(Object pointing dataset rows)
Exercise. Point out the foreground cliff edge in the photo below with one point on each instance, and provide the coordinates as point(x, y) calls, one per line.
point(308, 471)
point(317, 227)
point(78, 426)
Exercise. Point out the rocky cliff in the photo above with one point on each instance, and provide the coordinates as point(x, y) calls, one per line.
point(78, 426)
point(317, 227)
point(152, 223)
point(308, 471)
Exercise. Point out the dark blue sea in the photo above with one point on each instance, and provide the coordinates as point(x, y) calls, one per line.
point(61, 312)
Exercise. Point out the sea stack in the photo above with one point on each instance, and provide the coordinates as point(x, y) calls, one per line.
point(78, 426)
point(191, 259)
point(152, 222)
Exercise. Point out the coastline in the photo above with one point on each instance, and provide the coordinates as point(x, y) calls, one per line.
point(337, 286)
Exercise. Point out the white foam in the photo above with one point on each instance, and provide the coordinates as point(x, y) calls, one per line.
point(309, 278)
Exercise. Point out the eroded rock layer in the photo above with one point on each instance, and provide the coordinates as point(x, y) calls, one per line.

YOUR INSTRUCTIONS – Rewrite all of the lines above, changing "Exercise" to "Task" and leaving everything else untouched.

PROBLEM SOLUTION –
Task. Point out the foreground cliff edge in the photo below with one point on each instance, and provide the coordinates as point(x, y) calls, one per line.
point(308, 471)
point(317, 227)
point(78, 426)
Task. Point out the rocky cliff in the photo above with one point on each instance, and provide the coordinates as point(x, y) calls, one per line.
point(78, 426)
point(317, 227)
point(152, 223)
point(308, 471)
Task. Point out the dark blue sea in the photo above with one point on each instance, and provide the coordinates as point(x, y) calls, one per line.
point(61, 312)
Task. Point out the sea stack in the photo above with one point on each instance, and provide the coordinates as point(x, y) calls, one per line.
point(78, 426)
point(191, 259)
point(152, 222)
Task. Point out the coastline in the photo above with one point on each instance, and provide the coordinates as point(x, y) calls, one per line.
point(337, 286)
Task. Point out the white foam in the photo above with one point on each instance, and provide the coordinates as point(x, y) calls, one per line.
point(309, 278)
Task. Point out the eroded rock layer in the photo above with one point on each instance, and provide the coordinates as point(x, y) calls, one per line.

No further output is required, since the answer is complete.